• Stored data entries:
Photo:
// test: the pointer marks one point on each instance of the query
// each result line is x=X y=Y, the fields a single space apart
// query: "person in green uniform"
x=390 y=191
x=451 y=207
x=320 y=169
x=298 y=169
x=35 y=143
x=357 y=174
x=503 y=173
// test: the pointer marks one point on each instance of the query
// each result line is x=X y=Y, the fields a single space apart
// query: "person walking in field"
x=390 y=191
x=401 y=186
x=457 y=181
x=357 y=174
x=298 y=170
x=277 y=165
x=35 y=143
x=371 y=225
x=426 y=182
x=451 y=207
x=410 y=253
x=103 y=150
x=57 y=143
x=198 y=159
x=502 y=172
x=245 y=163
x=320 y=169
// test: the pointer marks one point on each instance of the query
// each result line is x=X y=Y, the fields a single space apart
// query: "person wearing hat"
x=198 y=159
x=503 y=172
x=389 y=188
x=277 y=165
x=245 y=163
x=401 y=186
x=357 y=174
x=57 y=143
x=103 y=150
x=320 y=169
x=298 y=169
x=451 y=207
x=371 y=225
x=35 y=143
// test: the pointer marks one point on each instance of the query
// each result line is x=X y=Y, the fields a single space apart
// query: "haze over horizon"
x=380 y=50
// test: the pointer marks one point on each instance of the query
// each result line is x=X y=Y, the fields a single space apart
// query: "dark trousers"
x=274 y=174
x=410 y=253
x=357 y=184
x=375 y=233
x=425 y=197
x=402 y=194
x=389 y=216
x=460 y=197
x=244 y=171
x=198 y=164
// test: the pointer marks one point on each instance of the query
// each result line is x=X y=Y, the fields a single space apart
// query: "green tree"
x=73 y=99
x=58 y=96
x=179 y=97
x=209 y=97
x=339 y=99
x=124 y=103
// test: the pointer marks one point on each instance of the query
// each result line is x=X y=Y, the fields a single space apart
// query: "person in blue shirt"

• Required work: Could you transcribe every entry exactly, without altering anything?

• Your solution:
Photo:
// test: the pointer marks one point on each instance of the query
// each result line is x=X y=Y, the fields a single space apart
// query: "person in green uniform"
x=390 y=191
x=451 y=207
x=320 y=169
x=298 y=169
x=35 y=143
x=357 y=174
x=503 y=173
// test: the pointer marks one point on each instance of the query
// each result line is x=X y=Y, the fields a single space apart
// query: "person walking in field"
x=390 y=191
x=401 y=186
x=457 y=181
x=357 y=174
x=298 y=170
x=277 y=165
x=35 y=143
x=371 y=225
x=426 y=182
x=451 y=207
x=410 y=253
x=103 y=150
x=57 y=143
x=198 y=159
x=502 y=172
x=245 y=163
x=320 y=169
// test: the pointer marks one point on each instance of the query
// each result line is x=X y=Y, the fields a single space apart
// query: "person wearing hat"
x=198 y=159
x=503 y=172
x=389 y=188
x=277 y=165
x=245 y=163
x=401 y=186
x=357 y=174
x=57 y=143
x=103 y=150
x=320 y=169
x=298 y=169
x=451 y=207
x=371 y=225
x=35 y=143
// test: the pointer marks one point on each instance of the query
// each result line is x=X y=Y, the fields a single space apart
// query: "haze over horizon"
x=380 y=50
// test: the pointer marks one point on each instance of the query
// each result line is x=X y=Y, the fields a single space apart
// query: "dark trousers"
x=274 y=174
x=410 y=253
x=357 y=184
x=375 y=233
x=425 y=197
x=402 y=194
x=389 y=216
x=460 y=197
x=244 y=171
x=198 y=164
// test: the pointer marks one point on each instance of the query
// each result line is x=X y=Y, the fields a single space apart
// query: "green tree"
x=73 y=99
x=58 y=96
x=179 y=97
x=209 y=97
x=339 y=99
x=124 y=103
// test: the pointer marks one point on each instance of the query
// each result line is x=X y=Y, the fields a single space apart
// query: "person in blue shirt"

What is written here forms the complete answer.